Excerpts of pointing data:
-- START --

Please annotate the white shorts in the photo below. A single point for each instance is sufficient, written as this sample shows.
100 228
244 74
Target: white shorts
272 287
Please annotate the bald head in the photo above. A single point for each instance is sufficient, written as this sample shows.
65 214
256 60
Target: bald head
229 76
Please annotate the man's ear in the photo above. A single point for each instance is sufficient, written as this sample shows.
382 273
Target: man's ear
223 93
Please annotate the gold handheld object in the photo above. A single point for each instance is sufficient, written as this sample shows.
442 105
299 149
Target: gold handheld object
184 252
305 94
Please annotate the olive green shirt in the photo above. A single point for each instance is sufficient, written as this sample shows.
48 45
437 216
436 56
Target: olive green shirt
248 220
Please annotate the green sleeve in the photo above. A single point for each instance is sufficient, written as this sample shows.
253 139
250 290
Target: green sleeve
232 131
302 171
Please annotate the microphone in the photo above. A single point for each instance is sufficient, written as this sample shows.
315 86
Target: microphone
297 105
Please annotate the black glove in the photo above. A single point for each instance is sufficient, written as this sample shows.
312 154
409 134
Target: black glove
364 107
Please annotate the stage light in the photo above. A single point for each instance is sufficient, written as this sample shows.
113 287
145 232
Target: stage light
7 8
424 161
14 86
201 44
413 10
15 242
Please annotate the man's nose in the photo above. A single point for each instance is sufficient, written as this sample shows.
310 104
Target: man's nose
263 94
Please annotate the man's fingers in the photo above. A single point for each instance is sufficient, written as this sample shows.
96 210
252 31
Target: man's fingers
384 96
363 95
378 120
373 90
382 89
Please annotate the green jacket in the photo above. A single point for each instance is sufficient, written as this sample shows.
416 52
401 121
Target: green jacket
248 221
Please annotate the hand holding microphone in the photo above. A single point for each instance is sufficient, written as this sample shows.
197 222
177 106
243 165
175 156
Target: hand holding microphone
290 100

-- END --

In the entries above, find the line containing "Please annotate the green sleeve". Set down that line and every line after it through the last one, exactly and alone.

Please annotate the green sleeve in the photo above. A single point for each instance is sufficient, written as this sample shows.
253 139
250 290
Target: green sleeve
232 131
302 171
Please annotate the microphone in the photo above. A single point for each instance is sufficient, written as this sample shows.
315 86
Target: microphone
297 105
Please annotate the black glove in the photo above. A single point for each instance is sufficient, written as this sample shows.
312 154
409 134
Target: black glove
364 107
Please annotate the stage light in the photo above. A single point for each instance is sufficient, written as this sample shows.
113 287
145 232
Target: stage light
7 8
424 161
14 86
201 44
413 10
15 242
Please annotate the man's nose in the photo above. A single point for each instance is sufficient, written as this sample shows.
310 104
Target: man's nose
263 94
Please annotate the man's fingers in the photo above. A single point for each instance is sufficient, written as this sample shows.
96 210
252 31
Target: man's fingers
384 96
363 95
378 120
373 90
382 89
Please annotate the green jacket in the photo above. A single point for each instance is sufficient, written as this sample shows.
416 52
401 121
Target: green jacket
248 221
Please annotate the hand holding microphone in the photo above. A single point for each instance is sufficient, written as this sample shows.
197 222
177 106
243 165
175 156
Target: hand holding microphone
290 100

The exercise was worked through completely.